The last condition looks wrong. Shouldn't it be end - 1?

> +
> + return false;
> +}

Can we do something like this?

static bool rq_straddles_atomic_write_boundary(struct request *rq,
unsigned int start_adjust,
unsigned int end_adjust)
{
unsigned int boundary = queue_atomic_write_boundary_bytes(rq->q);
unsigned long boundary_mask;
unsigned long start_rq_pos, end_rq_pos;

if (!boundary)
return false;

start_rq_pos = blk_rq_pos(rq) << SECTOR_SHIFT;
end_rq_pos = start_rq_pos + blk_rq_bytes(rq);

start_rq_pos -= start_adjust;
end_rq_pos += end_adjust;

boundary_mask = boundary - 1;

if ((start_rq_pos | boundary_mask) != (end_rq_pos | boundary_mask))
return true;

return false;
}

I was thinking this check should cover all cases? Thoughts?


> +
> static inline void bio_get_first_bvec(struct bio *bio, struct bio_vec *bv)
> {
> *bv = mp_bvec_iter_bvec(bio->bi_io_vec, bio->bi_iter);
> @@ -167,7 +203,16 @@ static inline unsigned get_max_io_size(struct bio *bio,
> {
> unsigned pbs = lim->physical_block_size >> SECTOR_SHIFT;
> unsigned lbs = lim->logical_block_size >> SECTOR_SHIFT;
> - unsigned max_sectors = lim->max_sectors, start, end;
> + unsigned max_sectors, start, end;
> +
> + /*
> + * We ignore lim->max_sectors for atomic writes simply because
> + * it may less than the bio size, which we cannot tolerate.
> + */
> + if (bio->bi_opf & REQ_ATOMIC)

__TASK LIST__
#1 In the patch discussion, what reason does the code comment give for ignoring lim->max_sectors when handling atomic writes?
#2 Rewrite everything from "start_rq_pos -= start_adjust;" down to "(end_rq_pos | boundary_mask))" in the patch discussion, swapping "boundary_mask" for "align_mask".

__INFORMATION PROVIDED__
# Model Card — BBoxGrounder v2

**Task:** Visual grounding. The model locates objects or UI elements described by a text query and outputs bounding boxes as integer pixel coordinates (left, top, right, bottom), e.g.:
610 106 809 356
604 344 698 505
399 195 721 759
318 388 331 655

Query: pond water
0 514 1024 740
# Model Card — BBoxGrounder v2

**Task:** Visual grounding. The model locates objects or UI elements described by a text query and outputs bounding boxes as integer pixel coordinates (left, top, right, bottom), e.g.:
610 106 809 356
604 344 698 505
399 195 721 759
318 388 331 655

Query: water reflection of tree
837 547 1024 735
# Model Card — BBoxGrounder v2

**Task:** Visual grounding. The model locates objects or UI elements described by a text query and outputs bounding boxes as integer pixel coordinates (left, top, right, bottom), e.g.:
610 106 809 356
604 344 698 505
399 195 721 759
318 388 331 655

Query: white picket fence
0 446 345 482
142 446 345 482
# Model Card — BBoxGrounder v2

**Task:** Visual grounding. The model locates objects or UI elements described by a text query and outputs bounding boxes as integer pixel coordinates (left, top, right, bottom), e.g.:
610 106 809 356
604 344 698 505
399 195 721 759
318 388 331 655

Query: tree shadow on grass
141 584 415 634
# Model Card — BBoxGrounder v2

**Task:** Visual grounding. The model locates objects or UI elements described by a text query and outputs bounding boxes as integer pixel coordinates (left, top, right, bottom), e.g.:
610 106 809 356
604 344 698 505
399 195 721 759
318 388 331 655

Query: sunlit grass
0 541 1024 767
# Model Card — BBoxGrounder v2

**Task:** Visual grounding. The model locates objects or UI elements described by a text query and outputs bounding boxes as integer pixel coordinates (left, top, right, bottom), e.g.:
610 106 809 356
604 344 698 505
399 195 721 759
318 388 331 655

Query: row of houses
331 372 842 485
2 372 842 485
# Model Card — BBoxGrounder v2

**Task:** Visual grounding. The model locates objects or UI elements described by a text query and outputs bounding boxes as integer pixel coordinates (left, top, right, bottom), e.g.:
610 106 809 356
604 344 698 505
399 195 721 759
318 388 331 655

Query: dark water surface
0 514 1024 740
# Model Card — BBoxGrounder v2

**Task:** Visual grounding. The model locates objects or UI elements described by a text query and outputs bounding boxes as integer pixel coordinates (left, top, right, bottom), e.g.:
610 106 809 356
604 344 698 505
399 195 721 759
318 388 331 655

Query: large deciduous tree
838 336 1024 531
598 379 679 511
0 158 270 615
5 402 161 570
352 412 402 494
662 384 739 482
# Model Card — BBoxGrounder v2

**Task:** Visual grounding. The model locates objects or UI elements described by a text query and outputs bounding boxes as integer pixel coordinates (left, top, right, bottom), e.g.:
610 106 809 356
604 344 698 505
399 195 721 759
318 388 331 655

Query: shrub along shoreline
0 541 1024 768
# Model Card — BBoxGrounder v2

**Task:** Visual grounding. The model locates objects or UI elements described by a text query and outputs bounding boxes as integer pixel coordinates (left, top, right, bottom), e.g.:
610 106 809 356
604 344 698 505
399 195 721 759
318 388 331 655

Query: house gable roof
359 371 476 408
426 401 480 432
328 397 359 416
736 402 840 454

__ANSWERS FOR THE EXERCISE__
#1 The comment says lim->max_sectors is ignored for atomic writes because it may be smaller than the bio size, and that cannot be tolerated.

#2
start_rq_pos -= start_adjust;
end_rq_pos += end_adjust;

align_mask = boundary - 1;

if ((start_rq_pos | align_mask) != (end_rq_pos | align_mask))